> Task prompt
Reproduce the lines below word for word, including every one of them.

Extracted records
━━━━━━

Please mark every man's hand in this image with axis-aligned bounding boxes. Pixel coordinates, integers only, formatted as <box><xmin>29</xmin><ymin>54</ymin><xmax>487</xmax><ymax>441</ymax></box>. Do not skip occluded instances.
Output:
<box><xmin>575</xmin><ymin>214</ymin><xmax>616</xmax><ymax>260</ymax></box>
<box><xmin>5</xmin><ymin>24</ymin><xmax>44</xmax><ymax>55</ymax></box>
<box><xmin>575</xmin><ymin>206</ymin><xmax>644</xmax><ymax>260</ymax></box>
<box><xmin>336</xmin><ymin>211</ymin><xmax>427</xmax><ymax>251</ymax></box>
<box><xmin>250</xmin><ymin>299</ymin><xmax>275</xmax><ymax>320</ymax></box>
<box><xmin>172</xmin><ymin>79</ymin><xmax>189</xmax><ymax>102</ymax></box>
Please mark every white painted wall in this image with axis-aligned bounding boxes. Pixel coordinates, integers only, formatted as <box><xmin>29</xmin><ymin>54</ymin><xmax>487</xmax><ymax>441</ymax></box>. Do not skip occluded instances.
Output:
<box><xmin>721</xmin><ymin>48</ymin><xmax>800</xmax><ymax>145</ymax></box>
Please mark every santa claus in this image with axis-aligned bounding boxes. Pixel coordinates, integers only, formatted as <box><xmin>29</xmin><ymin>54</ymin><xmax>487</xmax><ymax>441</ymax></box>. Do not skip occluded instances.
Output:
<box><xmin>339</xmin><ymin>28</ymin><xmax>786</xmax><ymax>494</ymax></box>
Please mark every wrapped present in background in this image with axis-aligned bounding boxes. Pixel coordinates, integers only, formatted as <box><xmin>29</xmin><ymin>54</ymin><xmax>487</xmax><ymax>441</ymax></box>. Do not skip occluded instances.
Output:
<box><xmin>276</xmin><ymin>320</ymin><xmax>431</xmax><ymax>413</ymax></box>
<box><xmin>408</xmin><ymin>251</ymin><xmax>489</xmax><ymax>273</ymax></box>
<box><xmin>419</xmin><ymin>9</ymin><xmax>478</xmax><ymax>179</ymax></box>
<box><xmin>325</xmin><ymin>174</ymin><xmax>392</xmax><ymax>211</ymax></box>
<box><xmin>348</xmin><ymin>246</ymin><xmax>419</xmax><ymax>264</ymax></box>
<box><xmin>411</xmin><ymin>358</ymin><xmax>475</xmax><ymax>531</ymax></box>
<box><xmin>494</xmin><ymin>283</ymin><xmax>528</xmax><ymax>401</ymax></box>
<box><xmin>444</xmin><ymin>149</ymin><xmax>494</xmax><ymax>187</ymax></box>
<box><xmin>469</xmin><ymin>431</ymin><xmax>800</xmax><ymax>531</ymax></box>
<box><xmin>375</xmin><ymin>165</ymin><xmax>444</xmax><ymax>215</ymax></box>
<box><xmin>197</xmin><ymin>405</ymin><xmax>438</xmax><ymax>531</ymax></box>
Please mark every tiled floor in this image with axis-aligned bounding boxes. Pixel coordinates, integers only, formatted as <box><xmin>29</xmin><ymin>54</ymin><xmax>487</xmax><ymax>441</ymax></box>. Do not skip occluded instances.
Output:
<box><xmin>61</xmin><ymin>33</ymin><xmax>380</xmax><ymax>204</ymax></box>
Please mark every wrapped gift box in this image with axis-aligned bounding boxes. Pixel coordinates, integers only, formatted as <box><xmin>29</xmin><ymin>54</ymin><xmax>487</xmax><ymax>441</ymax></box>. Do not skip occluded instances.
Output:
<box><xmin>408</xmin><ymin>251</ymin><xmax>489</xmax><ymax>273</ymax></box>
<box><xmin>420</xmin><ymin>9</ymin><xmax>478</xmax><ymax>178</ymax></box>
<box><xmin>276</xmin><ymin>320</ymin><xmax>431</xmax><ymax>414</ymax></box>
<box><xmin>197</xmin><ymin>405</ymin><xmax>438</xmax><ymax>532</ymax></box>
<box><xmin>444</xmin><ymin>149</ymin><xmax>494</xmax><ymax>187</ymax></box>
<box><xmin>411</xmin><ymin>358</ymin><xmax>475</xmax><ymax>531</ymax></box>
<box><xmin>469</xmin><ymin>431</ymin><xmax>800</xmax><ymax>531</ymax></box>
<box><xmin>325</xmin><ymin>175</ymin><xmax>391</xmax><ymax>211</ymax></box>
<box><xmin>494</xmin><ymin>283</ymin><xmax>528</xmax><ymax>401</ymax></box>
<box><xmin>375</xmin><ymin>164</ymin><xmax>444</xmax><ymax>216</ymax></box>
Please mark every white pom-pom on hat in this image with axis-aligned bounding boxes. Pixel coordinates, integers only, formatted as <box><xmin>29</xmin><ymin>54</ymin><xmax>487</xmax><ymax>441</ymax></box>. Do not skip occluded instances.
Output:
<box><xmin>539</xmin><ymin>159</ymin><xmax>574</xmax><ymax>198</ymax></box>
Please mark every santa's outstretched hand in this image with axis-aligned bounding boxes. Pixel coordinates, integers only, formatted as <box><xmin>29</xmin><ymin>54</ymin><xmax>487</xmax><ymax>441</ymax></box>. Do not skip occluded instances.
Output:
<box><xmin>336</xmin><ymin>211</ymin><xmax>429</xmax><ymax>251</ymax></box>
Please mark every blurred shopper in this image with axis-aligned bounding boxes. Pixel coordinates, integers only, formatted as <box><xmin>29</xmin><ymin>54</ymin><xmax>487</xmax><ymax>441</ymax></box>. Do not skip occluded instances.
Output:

━━━━━━

> Response to this task
Please mark every man's hand in this image with axis-aligned bounding boxes. Pixel coordinates, integers only, formatted as <box><xmin>29</xmin><ymin>54</ymin><xmax>487</xmax><ymax>441</ymax></box>. Do not skip occluded instances.
Output:
<box><xmin>575</xmin><ymin>214</ymin><xmax>616</xmax><ymax>260</ymax></box>
<box><xmin>5</xmin><ymin>24</ymin><xmax>44</xmax><ymax>55</ymax></box>
<box><xmin>575</xmin><ymin>206</ymin><xmax>644</xmax><ymax>260</ymax></box>
<box><xmin>336</xmin><ymin>211</ymin><xmax>427</xmax><ymax>251</ymax></box>
<box><xmin>250</xmin><ymin>299</ymin><xmax>275</xmax><ymax>320</ymax></box>
<box><xmin>172</xmin><ymin>79</ymin><xmax>189</xmax><ymax>102</ymax></box>
Please mark every white painted wall in this image with axis-aligned bounding boxes. Pixel coordinates, integers only, formatted as <box><xmin>29</xmin><ymin>54</ymin><xmax>487</xmax><ymax>441</ymax></box>. Do not skip occluded instances.
Output:
<box><xmin>721</xmin><ymin>48</ymin><xmax>800</xmax><ymax>145</ymax></box>
Please mark every santa claus in this image with axis-aligned bounding boxes. Pixel coordinates, integers only, formatted as <box><xmin>29</xmin><ymin>54</ymin><xmax>487</xmax><ymax>441</ymax></box>. Do not skip occluded instances.
Output:
<box><xmin>339</xmin><ymin>28</ymin><xmax>786</xmax><ymax>494</ymax></box>
Please mark every wrapped present in background in this image with axis-aligned bounding boxes. Pixel coordinates, integers only, formatted as <box><xmin>29</xmin><ymin>54</ymin><xmax>487</xmax><ymax>441</ymax></box>. Do not skip occluded instances.
Output:
<box><xmin>276</xmin><ymin>320</ymin><xmax>431</xmax><ymax>413</ymax></box>
<box><xmin>408</xmin><ymin>251</ymin><xmax>489</xmax><ymax>273</ymax></box>
<box><xmin>419</xmin><ymin>9</ymin><xmax>478</xmax><ymax>179</ymax></box>
<box><xmin>325</xmin><ymin>174</ymin><xmax>392</xmax><ymax>211</ymax></box>
<box><xmin>348</xmin><ymin>246</ymin><xmax>419</xmax><ymax>264</ymax></box>
<box><xmin>411</xmin><ymin>358</ymin><xmax>475</xmax><ymax>531</ymax></box>
<box><xmin>494</xmin><ymin>283</ymin><xmax>528</xmax><ymax>401</ymax></box>
<box><xmin>444</xmin><ymin>149</ymin><xmax>494</xmax><ymax>187</ymax></box>
<box><xmin>469</xmin><ymin>431</ymin><xmax>800</xmax><ymax>531</ymax></box>
<box><xmin>375</xmin><ymin>165</ymin><xmax>444</xmax><ymax>215</ymax></box>
<box><xmin>197</xmin><ymin>405</ymin><xmax>438</xmax><ymax>531</ymax></box>
Please mark every tiled floor in this image with axis-aligned bounding boxes. Pixel coordinates, integers only, formatted as <box><xmin>29</xmin><ymin>54</ymin><xmax>487</xmax><ymax>441</ymax></box>. Do not skip occluded instances.
Output:
<box><xmin>61</xmin><ymin>33</ymin><xmax>380</xmax><ymax>204</ymax></box>
Please mark every wrapped gift box in this image with axis-aligned bounding boxes. Pixel coordinates, integers only, formatted as <box><xmin>29</xmin><ymin>54</ymin><xmax>487</xmax><ymax>441</ymax></box>. Do not skip occluded instances.
Output:
<box><xmin>408</xmin><ymin>251</ymin><xmax>489</xmax><ymax>273</ymax></box>
<box><xmin>420</xmin><ymin>9</ymin><xmax>478</xmax><ymax>178</ymax></box>
<box><xmin>276</xmin><ymin>320</ymin><xmax>431</xmax><ymax>414</ymax></box>
<box><xmin>197</xmin><ymin>405</ymin><xmax>438</xmax><ymax>532</ymax></box>
<box><xmin>444</xmin><ymin>149</ymin><xmax>494</xmax><ymax>187</ymax></box>
<box><xmin>411</xmin><ymin>358</ymin><xmax>475</xmax><ymax>531</ymax></box>
<box><xmin>469</xmin><ymin>431</ymin><xmax>800</xmax><ymax>531</ymax></box>
<box><xmin>325</xmin><ymin>175</ymin><xmax>391</xmax><ymax>211</ymax></box>
<box><xmin>494</xmin><ymin>283</ymin><xmax>528</xmax><ymax>401</ymax></box>
<box><xmin>375</xmin><ymin>164</ymin><xmax>444</xmax><ymax>216</ymax></box>
Please mark every white pom-pom on hat in this image with axis-aligned bounding boxes. Pixel coordinates, integers only, formatted as <box><xmin>29</xmin><ymin>54</ymin><xmax>487</xmax><ymax>441</ymax></box>. Do not skip occluded instances.
Output:
<box><xmin>539</xmin><ymin>159</ymin><xmax>574</xmax><ymax>198</ymax></box>
Please mark every santa's outstretched hand in this image with axis-aligned bounding boxes. Pixel coordinates, integers only, formatted as <box><xmin>29</xmin><ymin>54</ymin><xmax>487</xmax><ymax>441</ymax></box>. Do not skip occluded instances.
Output:
<box><xmin>336</xmin><ymin>211</ymin><xmax>429</xmax><ymax>251</ymax></box>
Please mark every blurred shopper in this image with axis-aligned bounding boxes. Pixel coordinates, integers only, formatted as <box><xmin>29</xmin><ymin>54</ymin><xmax>487</xmax><ymax>441</ymax></box>. Do not skip occluded instances.
Output:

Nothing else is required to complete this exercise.